## Problem statement
Scan the records below, and wherever a line has the word "paper", pull it out.

## Supplied information
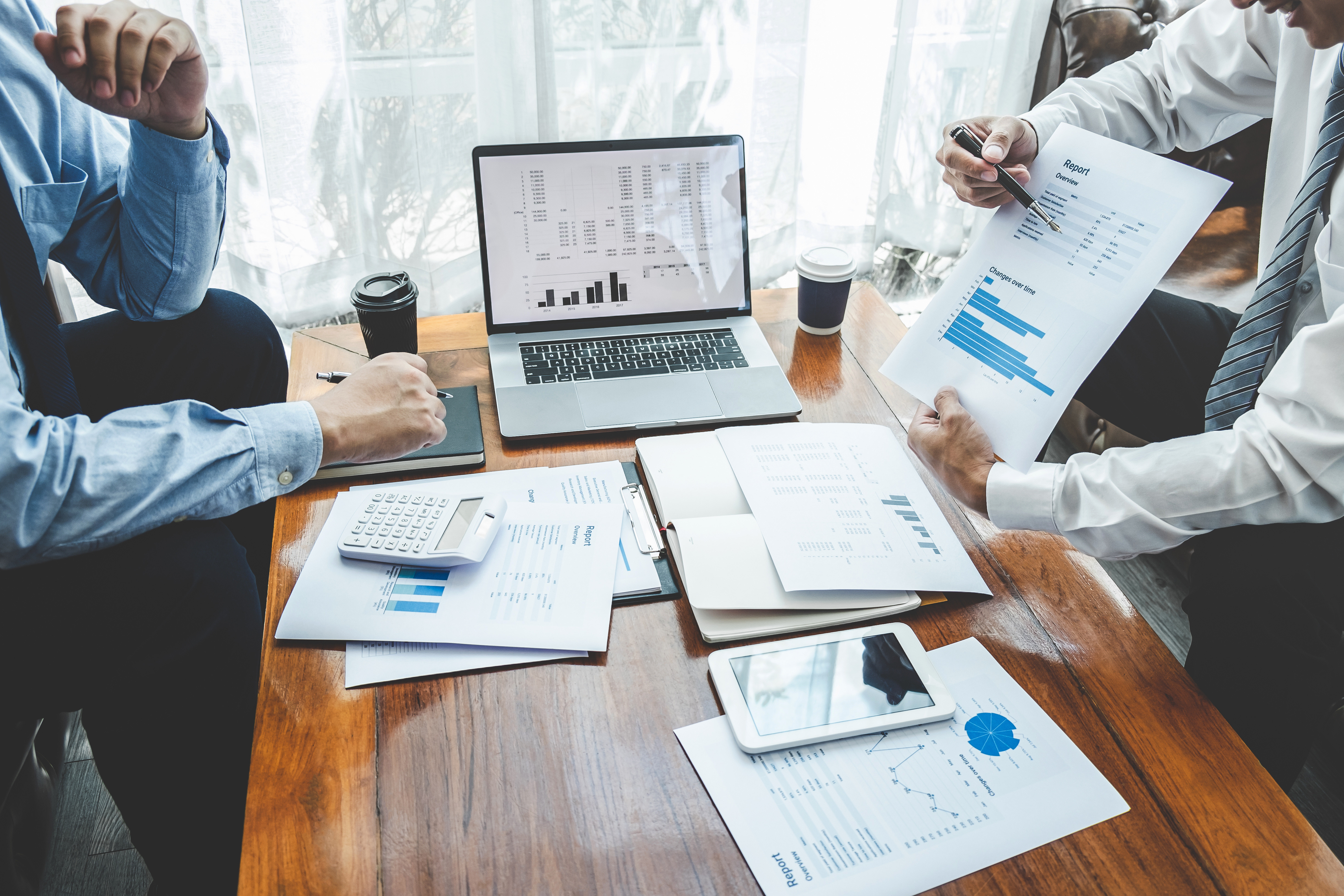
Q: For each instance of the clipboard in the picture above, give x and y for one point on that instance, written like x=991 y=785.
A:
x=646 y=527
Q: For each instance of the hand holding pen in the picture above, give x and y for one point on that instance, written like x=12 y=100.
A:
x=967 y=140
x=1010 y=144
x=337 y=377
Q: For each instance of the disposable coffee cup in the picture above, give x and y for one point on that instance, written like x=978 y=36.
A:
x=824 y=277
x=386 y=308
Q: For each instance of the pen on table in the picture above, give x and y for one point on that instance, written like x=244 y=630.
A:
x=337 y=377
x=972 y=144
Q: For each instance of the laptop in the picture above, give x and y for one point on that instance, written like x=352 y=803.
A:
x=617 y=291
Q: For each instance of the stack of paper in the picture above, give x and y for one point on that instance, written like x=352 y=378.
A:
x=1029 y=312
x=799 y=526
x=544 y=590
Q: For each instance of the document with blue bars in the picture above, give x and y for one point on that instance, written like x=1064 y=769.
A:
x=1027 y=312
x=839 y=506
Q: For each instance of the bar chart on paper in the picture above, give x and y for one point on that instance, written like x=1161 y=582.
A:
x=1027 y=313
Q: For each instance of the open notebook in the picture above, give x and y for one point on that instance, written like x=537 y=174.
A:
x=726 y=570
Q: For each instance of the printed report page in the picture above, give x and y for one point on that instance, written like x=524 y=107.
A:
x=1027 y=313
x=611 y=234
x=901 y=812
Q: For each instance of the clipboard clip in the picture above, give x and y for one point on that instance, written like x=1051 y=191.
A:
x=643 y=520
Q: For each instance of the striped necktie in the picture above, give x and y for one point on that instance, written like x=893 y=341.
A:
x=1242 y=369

## Reply to the task
Q: For each instance of the stack of paper in the picture above, give x and y for one point on that instance, written like x=352 y=378.
Q: For each instance of the bar chart on paper in the picture above, give x and y for one point on that instance, written like x=1161 y=582.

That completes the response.